Texto fornecido:
· · · · · · ·

Efetivamente, nem todas as eleições que vão se realizar neste ano serão livres e justas. Isso implica dizer que 2024 trará consigo um elevado risco de entrincheiramento das liberdades no panorama internacional. Existem ameaças reais à democracia, começando por retrocessos na separação entre os Poderes, particularmente na intromissão do Executivo no Judiciário. Mas, apesar do elevado número de democracias defeituosas e de autocracias, assim como a sensação generalizada de que as democracias estão em retrocesso, também existe a realidade de que os regimes democráticos prevalecem como opção preferida sobre outras formas de governo.
As eleições norte-americanas estão se configurando como uma revanche entre Trump e Joe Biden. Não me parece que serão eleições centradas em questões tradicionais, como a economia. Pelo contrário, parece que se basearão numa avaliação qualificada de cada candidato para o cargo. Apesar disso, o resultado eleitoral terá impactos em todo o mundo. A vitória de Trump representará o risco de isolamento dos Estados Unidos, num panorama geopolítico instável, especialmente no que diz respeito à Europa. Por outro lado, também se pode esperar uma intensificação da competição com a China por meio de guerras comerciais, um crescente risco de erosão da Otan (Organização do Tratado do Atlântico Norte), uma redução no apoio dos EUA à Ucrânia e um manifesto de rejeição ao multilateralismo. E, sim, trabalhamos com o pressuposto de que isso pode se tornar uma realidade.
O risco de desintegração da União Europeia é muito baixo. No entanto, é possível que os resultados das eleições de junho alterem a distribuição de forças parlamentares e, consequentemente, as coligações necessárias para a implementação de determinadas políticas. Espera-se que o Partido Popular Europeu seja o mais votado, seguido pela Aliança Progressista dos Socialistas Democratas e pela Aliança dos Liberais e Democratas. Contudo, também é previsível que esses três partidos de centro percam espaço para a frente de extrema-direita. Caso os partidos de centro se mantenham como maioria, pode-se esperar uma continuidade, o que representará apoio à Ucrânia, vontade de ampliar e reformar a União Europeia a fim de reforçar a sua resiliência e um elevado compromisso com a transição energética — os seus principais trunfos políticos. Ainda assim, é preciso ressaltar que o resultado eleitoral dos Estados Unidos terá repercussões em matéria de política externa da União Europeia. No caso de triunfo de Trump, o bloco europeu defenderá o aprofundamento de sua autonomia estratégica.

· · · · · · ·

Listagem fornecida:
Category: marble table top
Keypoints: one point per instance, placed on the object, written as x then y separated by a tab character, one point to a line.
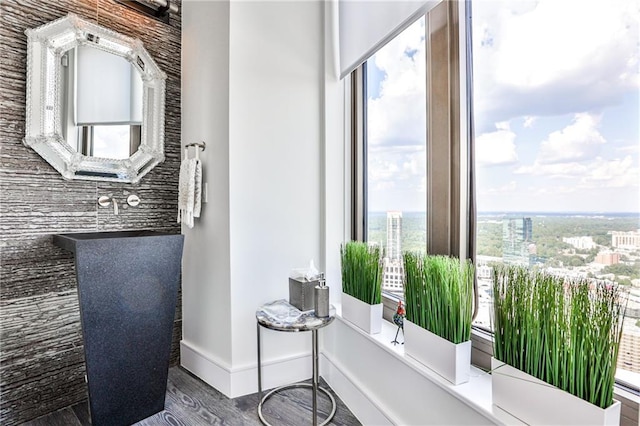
282	316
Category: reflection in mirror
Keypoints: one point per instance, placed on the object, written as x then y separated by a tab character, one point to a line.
101	122
95	101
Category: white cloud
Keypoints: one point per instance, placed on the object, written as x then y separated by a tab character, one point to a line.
528	121
545	58
580	140
507	188
613	174
554	171
496	148
397	116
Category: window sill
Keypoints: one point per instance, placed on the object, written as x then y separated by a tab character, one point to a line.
477	392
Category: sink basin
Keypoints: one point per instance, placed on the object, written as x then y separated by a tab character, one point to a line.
127	289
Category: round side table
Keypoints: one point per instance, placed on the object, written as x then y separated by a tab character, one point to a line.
281	316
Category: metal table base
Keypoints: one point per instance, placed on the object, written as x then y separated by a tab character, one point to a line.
315	373
299	385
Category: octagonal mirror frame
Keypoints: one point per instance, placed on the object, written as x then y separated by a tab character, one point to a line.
43	131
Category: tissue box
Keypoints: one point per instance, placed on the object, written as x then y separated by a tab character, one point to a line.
301	293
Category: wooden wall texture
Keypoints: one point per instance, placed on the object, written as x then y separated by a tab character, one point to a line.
41	352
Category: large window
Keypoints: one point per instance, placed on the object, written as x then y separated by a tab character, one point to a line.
557	147
396	150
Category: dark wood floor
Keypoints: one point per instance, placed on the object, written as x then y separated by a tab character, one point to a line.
191	402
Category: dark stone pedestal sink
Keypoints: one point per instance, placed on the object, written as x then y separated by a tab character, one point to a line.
127	287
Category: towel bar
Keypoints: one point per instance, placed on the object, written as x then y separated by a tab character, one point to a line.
200	145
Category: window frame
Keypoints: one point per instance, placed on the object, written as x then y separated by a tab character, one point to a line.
450	164
449	139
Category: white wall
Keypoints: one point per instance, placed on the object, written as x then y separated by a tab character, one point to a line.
206	293
261	88
262	116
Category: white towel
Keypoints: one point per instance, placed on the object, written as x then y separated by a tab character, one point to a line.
189	191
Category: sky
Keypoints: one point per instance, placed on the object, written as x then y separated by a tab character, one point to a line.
556	98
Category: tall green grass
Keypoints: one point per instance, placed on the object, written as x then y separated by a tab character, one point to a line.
362	271
563	331
438	294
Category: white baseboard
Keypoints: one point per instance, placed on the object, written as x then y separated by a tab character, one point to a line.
367	410
243	380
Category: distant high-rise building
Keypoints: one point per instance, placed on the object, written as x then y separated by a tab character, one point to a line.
581	243
517	240
629	240
393	277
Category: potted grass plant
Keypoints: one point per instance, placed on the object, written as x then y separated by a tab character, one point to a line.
439	301
361	285
556	343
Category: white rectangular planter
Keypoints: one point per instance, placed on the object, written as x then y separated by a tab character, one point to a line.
367	317
451	361
536	402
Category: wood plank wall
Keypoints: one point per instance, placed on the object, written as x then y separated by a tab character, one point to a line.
41	353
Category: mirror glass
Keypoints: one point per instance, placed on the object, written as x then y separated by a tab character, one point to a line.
95	101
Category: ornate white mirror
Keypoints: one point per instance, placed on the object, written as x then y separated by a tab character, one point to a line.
95	101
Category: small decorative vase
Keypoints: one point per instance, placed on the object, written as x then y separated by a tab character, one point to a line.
451	361
366	317
536	402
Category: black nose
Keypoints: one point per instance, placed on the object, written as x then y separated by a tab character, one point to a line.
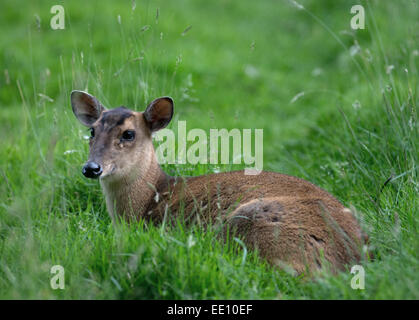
92	170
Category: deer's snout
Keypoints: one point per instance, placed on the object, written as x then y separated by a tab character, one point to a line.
92	170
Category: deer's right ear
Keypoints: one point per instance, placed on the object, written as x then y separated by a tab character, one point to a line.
86	107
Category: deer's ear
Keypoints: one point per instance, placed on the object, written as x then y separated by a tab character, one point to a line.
86	107
159	113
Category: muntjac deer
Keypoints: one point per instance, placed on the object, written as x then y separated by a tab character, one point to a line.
290	221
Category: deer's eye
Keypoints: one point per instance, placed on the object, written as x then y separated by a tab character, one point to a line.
128	135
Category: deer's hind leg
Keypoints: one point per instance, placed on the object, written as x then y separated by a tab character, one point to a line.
291	232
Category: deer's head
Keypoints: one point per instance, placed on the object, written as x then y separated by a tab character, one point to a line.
120	139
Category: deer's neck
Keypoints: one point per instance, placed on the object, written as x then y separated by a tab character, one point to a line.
131	196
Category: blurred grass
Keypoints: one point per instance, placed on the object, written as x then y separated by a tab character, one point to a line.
228	64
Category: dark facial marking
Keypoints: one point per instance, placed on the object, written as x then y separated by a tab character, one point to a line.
114	118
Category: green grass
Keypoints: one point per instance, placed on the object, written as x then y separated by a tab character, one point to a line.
354	132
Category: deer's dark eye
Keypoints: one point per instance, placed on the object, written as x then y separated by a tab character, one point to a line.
128	135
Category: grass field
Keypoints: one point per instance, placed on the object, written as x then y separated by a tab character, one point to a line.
338	107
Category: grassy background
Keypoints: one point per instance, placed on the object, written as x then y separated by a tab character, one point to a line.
338	107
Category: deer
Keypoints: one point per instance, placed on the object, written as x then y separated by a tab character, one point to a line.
288	221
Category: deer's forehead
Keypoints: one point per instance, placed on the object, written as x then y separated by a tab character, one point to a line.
115	118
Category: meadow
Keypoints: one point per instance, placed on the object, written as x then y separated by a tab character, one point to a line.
338	107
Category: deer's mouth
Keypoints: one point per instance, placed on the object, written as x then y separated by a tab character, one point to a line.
108	171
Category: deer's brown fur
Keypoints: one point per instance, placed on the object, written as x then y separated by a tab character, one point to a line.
290	221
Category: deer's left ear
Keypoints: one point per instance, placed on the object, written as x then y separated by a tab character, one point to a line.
86	107
159	113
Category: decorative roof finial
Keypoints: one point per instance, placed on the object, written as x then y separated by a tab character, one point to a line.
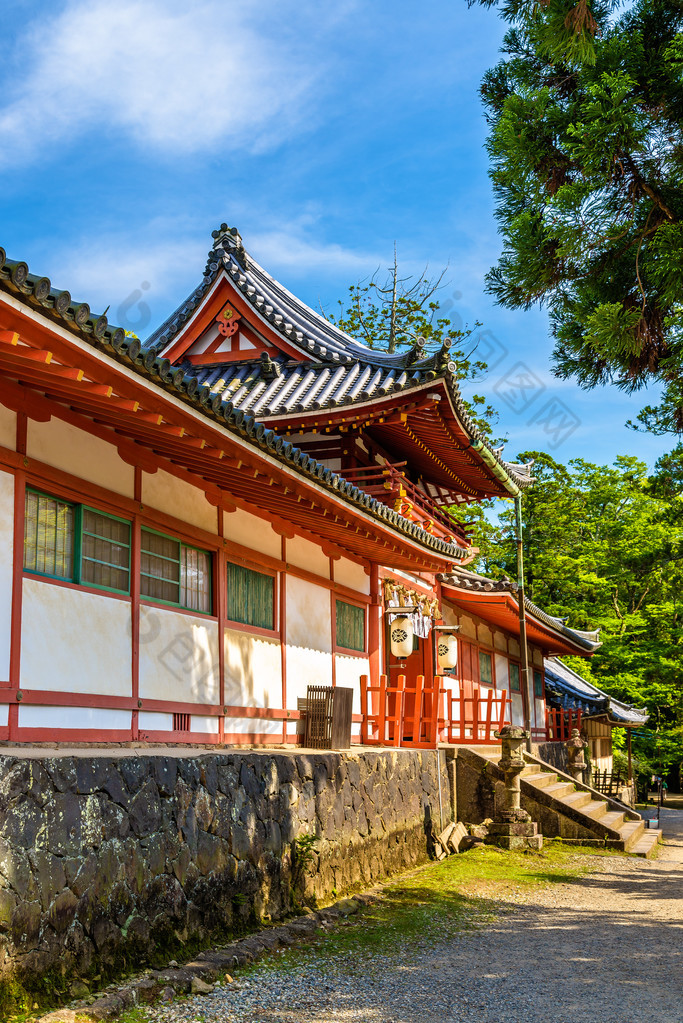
229	240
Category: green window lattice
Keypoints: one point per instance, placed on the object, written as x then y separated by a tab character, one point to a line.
251	596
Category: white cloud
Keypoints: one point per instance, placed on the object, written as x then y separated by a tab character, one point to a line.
176	77
290	251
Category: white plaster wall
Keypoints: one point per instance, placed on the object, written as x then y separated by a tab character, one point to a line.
252	725
80	453
75	641
178	657
308	556
309	640
6	566
348	672
154	721
207	724
352	575
173	496
253	670
33	716
7	428
517	710
251	531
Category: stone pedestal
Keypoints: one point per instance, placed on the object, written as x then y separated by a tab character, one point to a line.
514	834
513	828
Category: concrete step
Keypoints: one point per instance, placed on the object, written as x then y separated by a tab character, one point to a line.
612	819
542	780
631	833
577	800
596	809
559	790
646	846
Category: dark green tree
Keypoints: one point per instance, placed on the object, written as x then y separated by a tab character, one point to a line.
586	149
394	313
603	546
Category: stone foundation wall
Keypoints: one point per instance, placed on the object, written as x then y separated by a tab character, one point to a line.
108	862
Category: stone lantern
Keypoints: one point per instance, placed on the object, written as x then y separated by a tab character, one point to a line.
512	827
577	765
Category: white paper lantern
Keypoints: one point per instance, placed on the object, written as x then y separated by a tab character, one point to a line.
447	649
401	633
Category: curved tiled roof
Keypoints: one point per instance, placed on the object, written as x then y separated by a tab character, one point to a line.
568	690
471	582
58	307
339	369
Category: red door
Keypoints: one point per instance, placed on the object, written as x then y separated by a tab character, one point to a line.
411	667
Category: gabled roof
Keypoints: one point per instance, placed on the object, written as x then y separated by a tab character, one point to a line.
496	602
309	365
132	416
566	690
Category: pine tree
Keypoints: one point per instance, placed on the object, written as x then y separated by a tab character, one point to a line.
586	149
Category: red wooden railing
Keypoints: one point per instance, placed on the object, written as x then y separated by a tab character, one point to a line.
558	723
419	716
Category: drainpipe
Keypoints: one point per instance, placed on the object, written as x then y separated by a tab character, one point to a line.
524	649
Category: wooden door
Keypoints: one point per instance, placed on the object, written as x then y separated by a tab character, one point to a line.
411	667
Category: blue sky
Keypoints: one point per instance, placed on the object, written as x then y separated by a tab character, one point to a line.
129	131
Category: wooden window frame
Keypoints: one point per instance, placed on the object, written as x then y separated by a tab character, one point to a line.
160	602
518	667
338	648
541	674
76	578
491	655
277	578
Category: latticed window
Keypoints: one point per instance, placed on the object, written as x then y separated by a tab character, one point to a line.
70	541
251	596
174	573
486	668
105	550
48	536
350	626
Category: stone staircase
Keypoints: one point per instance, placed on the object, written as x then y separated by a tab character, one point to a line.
570	810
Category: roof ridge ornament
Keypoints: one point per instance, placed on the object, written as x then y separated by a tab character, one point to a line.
228	240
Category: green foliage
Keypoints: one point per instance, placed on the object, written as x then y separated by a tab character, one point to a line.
392	313
603	546
586	151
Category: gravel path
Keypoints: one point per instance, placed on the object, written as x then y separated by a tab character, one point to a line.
604	948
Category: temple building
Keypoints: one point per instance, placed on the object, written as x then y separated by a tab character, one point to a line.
199	526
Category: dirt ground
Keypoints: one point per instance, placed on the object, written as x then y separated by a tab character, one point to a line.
602	947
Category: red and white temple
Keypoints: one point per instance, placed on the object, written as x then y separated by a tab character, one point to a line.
199	526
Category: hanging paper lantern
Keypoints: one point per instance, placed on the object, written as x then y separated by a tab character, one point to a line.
447	649
401	633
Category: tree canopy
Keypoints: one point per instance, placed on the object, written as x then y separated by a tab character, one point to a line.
586	149
391	313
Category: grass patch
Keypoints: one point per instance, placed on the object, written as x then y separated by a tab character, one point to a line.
422	908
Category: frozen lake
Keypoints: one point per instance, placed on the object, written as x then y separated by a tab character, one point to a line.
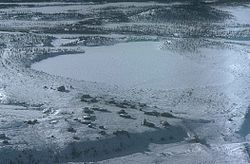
134	65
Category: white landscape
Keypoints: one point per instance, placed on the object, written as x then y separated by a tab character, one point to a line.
124	82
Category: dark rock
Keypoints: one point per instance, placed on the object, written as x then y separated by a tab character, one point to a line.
152	113
148	124
32	122
88	111
102	133
5	142
165	114
72	130
76	138
165	124
125	116
62	89
121	133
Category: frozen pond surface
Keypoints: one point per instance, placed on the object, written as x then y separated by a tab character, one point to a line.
134	65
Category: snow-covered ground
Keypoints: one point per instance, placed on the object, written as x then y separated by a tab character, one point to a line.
201	115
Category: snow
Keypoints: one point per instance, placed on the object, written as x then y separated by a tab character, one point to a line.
207	110
134	65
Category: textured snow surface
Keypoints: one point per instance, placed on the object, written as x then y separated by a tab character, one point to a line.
151	82
135	65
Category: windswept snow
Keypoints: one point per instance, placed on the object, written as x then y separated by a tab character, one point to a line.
135	65
140	82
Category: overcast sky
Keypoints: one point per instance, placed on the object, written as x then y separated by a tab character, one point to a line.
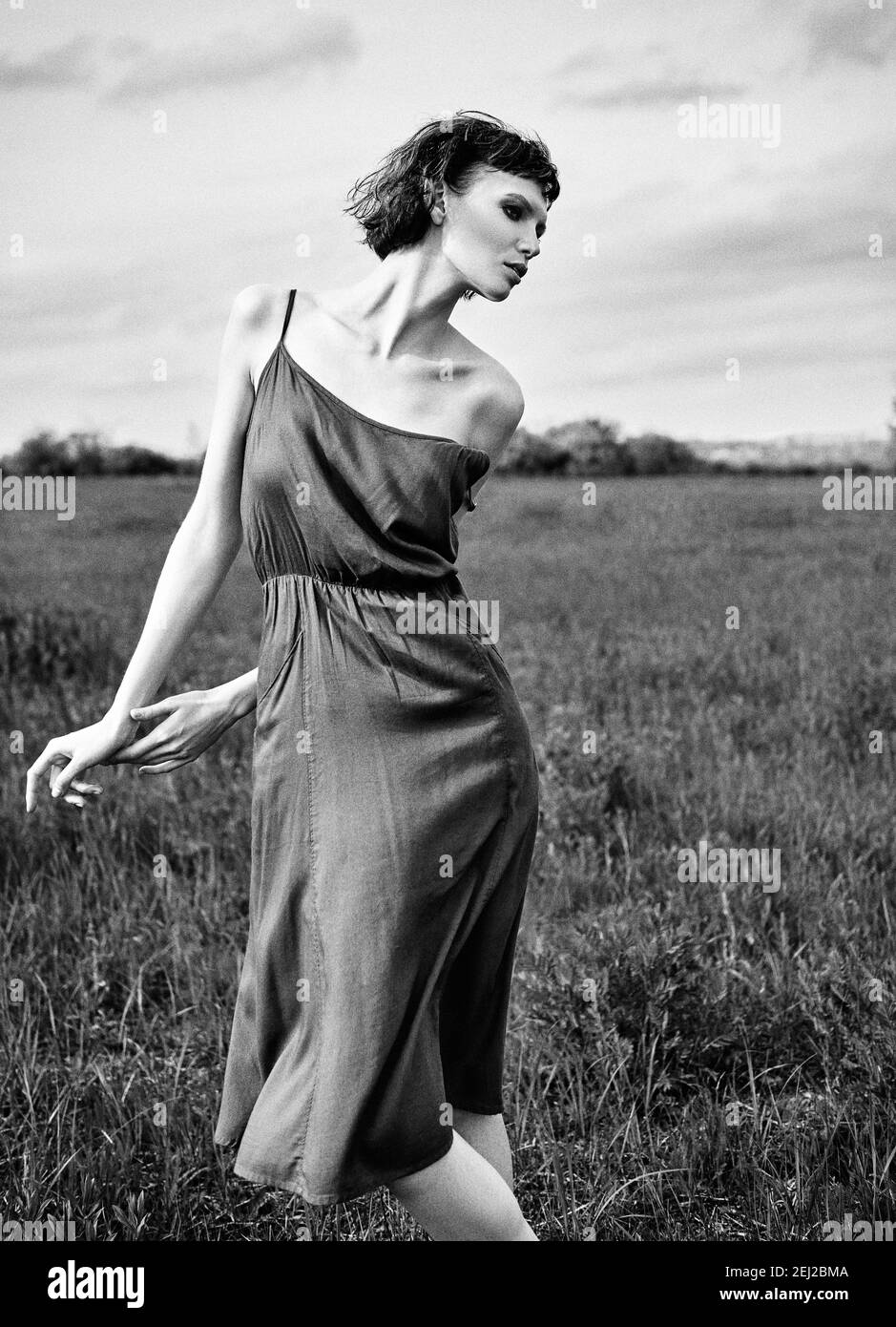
665	258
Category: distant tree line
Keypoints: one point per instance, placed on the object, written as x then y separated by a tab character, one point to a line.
589	448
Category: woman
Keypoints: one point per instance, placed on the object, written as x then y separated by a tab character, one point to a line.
395	791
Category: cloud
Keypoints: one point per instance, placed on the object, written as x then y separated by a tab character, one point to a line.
656	92
857	34
238	57
68	65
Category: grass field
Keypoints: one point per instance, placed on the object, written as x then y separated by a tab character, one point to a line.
732	1074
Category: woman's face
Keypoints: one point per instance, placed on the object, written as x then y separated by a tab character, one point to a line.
497	221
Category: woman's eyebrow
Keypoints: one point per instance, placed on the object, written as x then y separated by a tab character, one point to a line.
521	198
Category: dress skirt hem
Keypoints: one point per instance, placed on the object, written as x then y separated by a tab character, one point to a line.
346	1194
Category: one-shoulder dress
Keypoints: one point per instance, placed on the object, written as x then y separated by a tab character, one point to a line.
394	806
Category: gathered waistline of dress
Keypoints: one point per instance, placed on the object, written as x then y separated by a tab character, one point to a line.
387	588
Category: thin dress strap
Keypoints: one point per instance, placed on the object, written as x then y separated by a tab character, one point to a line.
289	309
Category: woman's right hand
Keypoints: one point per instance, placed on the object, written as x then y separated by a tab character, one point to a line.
77	752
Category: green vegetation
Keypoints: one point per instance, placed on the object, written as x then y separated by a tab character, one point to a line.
684	1061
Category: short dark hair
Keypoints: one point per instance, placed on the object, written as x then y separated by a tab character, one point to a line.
390	201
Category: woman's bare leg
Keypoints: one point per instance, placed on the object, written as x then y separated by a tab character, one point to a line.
490	1136
463	1197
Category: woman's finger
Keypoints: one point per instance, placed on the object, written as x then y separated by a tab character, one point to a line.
150	745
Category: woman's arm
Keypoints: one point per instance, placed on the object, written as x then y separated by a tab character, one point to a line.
198	560
210	537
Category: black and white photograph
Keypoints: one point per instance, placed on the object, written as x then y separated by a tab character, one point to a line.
447	620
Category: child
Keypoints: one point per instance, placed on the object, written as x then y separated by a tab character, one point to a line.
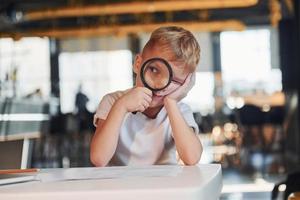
162	123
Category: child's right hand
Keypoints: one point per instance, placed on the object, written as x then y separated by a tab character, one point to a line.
136	99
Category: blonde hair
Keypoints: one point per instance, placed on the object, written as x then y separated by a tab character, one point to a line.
180	41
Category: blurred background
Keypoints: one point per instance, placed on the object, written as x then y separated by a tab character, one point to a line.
58	59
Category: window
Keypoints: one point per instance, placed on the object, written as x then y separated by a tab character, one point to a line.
18	59
98	72
246	62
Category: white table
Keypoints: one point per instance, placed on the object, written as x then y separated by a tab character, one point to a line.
190	182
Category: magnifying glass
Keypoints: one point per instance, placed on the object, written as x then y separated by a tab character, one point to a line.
156	74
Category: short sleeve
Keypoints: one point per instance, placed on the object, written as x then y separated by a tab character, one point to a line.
103	108
188	116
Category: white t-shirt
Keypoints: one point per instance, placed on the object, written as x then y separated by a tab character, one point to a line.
142	140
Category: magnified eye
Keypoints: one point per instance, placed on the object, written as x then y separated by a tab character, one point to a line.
153	69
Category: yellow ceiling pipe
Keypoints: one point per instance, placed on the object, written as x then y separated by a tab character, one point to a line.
118	30
136	7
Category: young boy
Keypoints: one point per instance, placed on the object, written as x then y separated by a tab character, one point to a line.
162	123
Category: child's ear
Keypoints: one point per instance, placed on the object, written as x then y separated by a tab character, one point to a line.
137	63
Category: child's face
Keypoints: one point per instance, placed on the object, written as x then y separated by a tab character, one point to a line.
180	72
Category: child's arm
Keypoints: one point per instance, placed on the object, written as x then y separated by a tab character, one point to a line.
187	143
105	139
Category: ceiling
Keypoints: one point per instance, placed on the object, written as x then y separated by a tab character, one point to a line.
74	18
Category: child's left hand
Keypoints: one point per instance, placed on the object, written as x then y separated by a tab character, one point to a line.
183	90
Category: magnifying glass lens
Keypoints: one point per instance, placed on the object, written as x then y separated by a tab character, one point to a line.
156	74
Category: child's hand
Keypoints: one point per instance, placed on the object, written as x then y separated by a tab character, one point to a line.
136	99
182	91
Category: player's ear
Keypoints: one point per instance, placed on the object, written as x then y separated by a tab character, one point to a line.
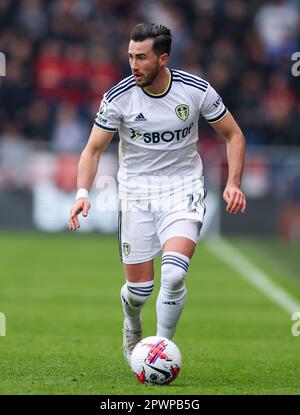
163	59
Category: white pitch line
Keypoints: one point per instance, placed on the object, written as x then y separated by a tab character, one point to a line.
227	253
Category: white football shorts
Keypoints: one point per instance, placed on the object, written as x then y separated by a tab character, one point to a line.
144	226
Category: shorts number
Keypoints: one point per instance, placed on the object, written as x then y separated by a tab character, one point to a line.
194	201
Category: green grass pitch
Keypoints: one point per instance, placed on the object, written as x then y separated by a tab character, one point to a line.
60	295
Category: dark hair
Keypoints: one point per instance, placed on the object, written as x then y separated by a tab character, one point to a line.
161	35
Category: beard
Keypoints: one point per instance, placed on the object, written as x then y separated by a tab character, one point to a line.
149	79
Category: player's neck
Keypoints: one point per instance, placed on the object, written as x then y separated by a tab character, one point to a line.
160	84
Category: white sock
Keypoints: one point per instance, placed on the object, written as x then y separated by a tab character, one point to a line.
172	294
134	295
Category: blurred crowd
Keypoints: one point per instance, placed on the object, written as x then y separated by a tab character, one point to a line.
62	55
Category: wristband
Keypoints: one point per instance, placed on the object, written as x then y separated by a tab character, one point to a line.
82	193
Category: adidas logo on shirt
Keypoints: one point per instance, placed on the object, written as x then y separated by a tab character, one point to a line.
140	117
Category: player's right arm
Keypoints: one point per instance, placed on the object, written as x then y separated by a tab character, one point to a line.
87	169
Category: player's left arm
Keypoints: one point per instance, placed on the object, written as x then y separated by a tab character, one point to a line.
235	146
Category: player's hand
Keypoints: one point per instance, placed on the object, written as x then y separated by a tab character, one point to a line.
235	198
81	205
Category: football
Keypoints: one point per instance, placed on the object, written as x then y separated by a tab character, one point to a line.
156	361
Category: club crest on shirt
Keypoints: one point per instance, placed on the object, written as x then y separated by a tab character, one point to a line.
182	111
126	248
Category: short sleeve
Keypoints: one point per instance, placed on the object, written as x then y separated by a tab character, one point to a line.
108	117
212	108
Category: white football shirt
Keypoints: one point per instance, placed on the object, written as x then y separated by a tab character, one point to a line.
158	133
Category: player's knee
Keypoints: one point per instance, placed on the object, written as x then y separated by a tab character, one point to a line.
136	294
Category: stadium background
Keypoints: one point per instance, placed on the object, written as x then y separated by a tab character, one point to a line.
61	56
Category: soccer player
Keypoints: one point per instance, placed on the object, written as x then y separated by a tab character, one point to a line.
161	185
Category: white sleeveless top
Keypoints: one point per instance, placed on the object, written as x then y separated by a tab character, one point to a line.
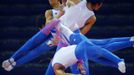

· · · · · · ·

Conjunto de tarefas:
1. Reproduza o trecho do texto sobre as eleições de 2024 que vai desde "As eleições norte-americanas" até "tornar uma realidade.", trocando "China" por "Rússia".
2. Responda às perguntas abaixo com base no texto sobre as eleições de 2024.
(a) Entre quais candidatos as eleições norte-americanas estão se configurando como uma revanche?
(b) Em que mês se realizarão as eleições europeias mencionadas?
(c) Qual partido se espera que seja o mais votado nessas eleições europeias?

Em resposta:
1.
As eleições norte-americanas estão se configurando como uma revanche entre Trump e Joe Biden. Não me parece que serão eleições centradas em questões tradicionais, como a economia. Pelo contrário, parece que se basearão numa avaliação qualificada de cada candidato para o cargo. Apesar disso, o resultado eleitoral terá impactos em todo o mundo. A vitória de Trump representará o risco de isolamento dos Estados Unidos, num panorama geopolítico instável, especialmente no que diz respeito à Europa. Por outro lado, também se pode esperar uma intensificação da competição com a Rússia por meio de guerras comerciais, um crescente risco de erosão da Otan (Organização do Tratado do Atlântico Norte), uma redução no apoio dos EUA à Ucrânia e um manifesto de rejeição ao multilateralismo. E, sim, trabalhamos com o pressuposto de que isso pode se tornar uma realidade.

2.
(a) Entre Trump e Joe Biden.
(b) Em junho.
(c) O Partido Popular Europeu.